▶ _Short task_: Find each line in the listing below that contains the word "cloud" and copy it.

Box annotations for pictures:
►

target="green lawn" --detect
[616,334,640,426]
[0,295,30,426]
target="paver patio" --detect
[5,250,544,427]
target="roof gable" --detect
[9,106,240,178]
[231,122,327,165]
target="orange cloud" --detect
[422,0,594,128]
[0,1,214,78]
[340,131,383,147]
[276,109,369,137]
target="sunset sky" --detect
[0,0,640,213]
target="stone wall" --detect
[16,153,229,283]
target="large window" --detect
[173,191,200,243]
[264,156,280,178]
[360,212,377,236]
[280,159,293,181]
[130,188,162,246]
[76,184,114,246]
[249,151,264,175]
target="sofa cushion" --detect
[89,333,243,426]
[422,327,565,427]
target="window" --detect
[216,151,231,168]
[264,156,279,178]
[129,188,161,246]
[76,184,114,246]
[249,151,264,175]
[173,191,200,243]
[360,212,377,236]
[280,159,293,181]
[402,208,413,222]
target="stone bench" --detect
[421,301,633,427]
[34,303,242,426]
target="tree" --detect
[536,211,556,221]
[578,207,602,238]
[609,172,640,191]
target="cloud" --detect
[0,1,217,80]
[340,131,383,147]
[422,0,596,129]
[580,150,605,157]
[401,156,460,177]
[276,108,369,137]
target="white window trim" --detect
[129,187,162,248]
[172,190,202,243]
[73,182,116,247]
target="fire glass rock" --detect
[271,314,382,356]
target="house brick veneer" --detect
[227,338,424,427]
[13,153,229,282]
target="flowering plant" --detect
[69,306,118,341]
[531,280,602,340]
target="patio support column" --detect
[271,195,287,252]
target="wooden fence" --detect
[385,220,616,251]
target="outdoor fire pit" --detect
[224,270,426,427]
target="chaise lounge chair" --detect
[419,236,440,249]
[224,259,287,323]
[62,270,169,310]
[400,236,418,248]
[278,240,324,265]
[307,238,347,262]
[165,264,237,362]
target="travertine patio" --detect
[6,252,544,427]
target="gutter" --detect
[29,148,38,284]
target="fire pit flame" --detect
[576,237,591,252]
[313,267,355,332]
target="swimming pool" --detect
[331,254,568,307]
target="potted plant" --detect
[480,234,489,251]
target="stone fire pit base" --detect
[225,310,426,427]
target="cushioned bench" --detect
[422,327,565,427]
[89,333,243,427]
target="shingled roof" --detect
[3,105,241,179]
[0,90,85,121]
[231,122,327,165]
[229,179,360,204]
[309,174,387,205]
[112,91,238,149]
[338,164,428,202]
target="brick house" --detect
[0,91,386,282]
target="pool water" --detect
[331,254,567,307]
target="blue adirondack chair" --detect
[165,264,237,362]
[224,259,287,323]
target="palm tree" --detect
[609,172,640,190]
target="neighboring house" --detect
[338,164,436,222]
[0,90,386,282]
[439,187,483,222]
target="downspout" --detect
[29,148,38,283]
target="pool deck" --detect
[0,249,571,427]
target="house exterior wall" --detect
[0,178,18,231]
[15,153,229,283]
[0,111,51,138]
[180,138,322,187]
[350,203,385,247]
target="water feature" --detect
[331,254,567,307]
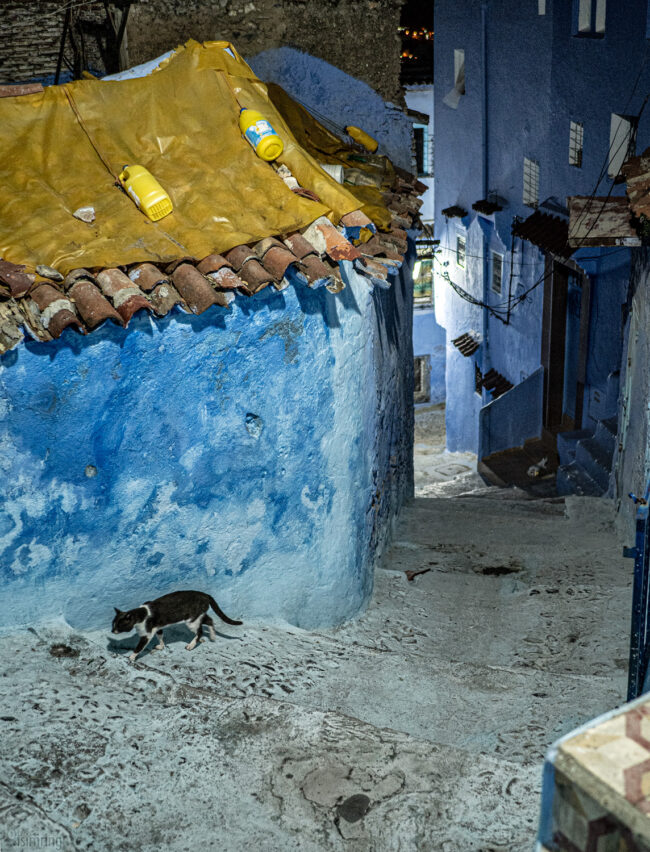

◄

▶ _Output of the exercise_:
target="orange cloud" --detect
target="cloud" --detect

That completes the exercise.